• ASSIGNMENT 1: According to the excerpt on EU-UK battery trade, by how much does the Society of Motor Manufacturers and Traders estimate a 10 per cent tariff would raise the price of EU produced EVs sold in the UK?
• ASSIGNMENT 2: In the excerpt on EU-UK battery trade, rewrite the paragraph beginning "The EU seems to want to move faster" as a bulleted list that keeps its main facts.

• EXCERPT TO READ:
((

In sum, for a battery cell, and thus a battery pack, and thus an electric vehicle to qualify for tariff-free trade under a future EU-UK FTA, the vast majority of the battery supply chain from stage 2 (the red bits in Chart 1 below) onwards would need to be located within the EU or UK. Not only would battery pack, cell and component production need to be domiciled, but also the creation of the chemical compounds used to create the components. While there are European companies situated across the supply chain, they do not currently produce on a scale necessary to meet the demand of the EV industry. The EU’s ambition to create an entire domestic battery supply chain by 2024/2027 is laudable, but as it stands, doing so is not something EU industry is even close to being able to deliver.

The EU seems to want to move faster than its own industry can manage. It is unlikely that EU or British EVs would be able to meet the proposed rules of origin criteria on day one of an FTA, meaning EVs sold between the two will be subject to tariffs, whereas petrol and diesel powered cars will not. And in the medium-term, EU and British businesses may end up being overwhelmed by the challenge of onshoring an entire battery supply chain by 2024 and resign themselves to a permanent 10 per cent tariff on trade in EVs between the EU and UK. The Society of Motor Manufacturers and Traders estimate that a 10 per cent tariff increases the price of UK produced EVs sold in the EU by £2000, and EU produced EVs sold in the UK by £2800. If this were to happen, the EU’s broader environmental objectives could suffer collateral damage.

))

• DATA FOR REVIEW:
((

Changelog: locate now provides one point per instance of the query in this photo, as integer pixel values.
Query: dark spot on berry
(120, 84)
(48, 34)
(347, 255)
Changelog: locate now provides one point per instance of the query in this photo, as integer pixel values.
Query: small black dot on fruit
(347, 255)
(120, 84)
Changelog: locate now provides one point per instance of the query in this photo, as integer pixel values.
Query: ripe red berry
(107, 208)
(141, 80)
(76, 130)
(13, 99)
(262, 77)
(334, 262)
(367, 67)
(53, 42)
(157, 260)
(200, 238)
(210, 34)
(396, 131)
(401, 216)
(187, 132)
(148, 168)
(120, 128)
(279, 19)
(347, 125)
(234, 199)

))
((

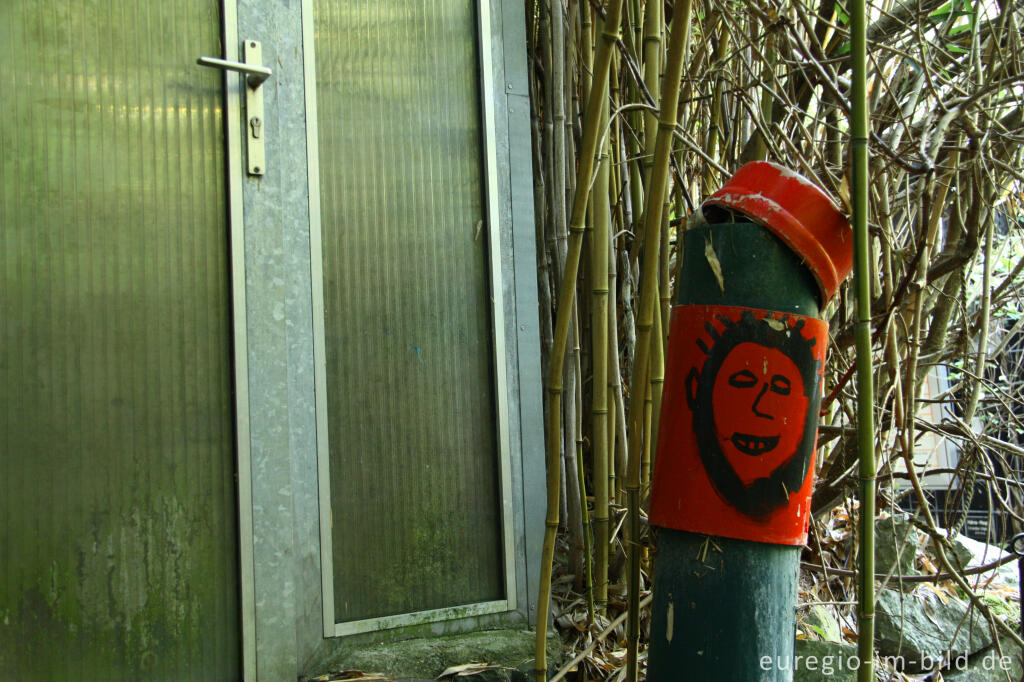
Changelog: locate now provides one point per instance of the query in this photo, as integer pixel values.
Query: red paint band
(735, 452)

))
((

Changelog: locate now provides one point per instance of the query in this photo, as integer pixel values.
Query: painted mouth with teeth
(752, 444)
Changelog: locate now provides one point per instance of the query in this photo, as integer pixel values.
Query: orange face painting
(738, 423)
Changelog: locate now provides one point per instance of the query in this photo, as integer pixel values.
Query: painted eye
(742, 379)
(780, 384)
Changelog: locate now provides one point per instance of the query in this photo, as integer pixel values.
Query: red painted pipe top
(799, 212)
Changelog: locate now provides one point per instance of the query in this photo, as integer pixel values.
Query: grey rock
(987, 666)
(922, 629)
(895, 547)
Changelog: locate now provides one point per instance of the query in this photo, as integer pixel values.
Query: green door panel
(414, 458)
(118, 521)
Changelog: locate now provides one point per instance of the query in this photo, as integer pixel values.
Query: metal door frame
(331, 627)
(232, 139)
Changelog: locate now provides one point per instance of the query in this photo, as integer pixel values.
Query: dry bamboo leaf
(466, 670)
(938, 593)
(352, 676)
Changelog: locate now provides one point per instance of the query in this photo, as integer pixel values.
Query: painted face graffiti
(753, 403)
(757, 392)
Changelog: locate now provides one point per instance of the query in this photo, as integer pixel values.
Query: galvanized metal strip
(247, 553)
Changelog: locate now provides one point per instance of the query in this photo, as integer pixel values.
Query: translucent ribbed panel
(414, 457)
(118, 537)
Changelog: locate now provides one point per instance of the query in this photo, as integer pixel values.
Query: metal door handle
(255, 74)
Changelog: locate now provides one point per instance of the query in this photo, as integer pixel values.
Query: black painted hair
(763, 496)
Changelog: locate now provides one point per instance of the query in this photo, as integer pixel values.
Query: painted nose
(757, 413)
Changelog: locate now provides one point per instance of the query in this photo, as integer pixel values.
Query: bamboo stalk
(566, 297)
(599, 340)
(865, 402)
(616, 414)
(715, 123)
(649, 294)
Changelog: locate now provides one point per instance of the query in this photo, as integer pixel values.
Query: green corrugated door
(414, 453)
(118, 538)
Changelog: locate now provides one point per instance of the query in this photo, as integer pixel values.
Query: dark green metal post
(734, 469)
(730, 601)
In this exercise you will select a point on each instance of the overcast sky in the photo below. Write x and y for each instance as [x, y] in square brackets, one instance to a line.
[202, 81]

))

• ANSWER 1: By £2800.

• ANSWER 2:
- The EU appears to want to move faster than its own industry can manage.
- EU or British EVs are unlikely to meet the proposed rules of origin criteria on the first day of an FTA, so EVs traded between the two would face tariffs while petrol and diesel cars would not.
- In the medium term, EU and British businesses may be overwhelmed by the task of onshoring a whole battery supply chain by 2024 and accept a permanent 10 per cent tariff on EV trade between the EU and UK.
- The Society of Motor Manufacturers and Traders estimates that such a tariff would add £2000 to the price of UK produced EVs sold in the EU and £2800 to EU produced EVs sold in the UK.
- This outcome could cause collateral damage to the EU's broader environmental objectives.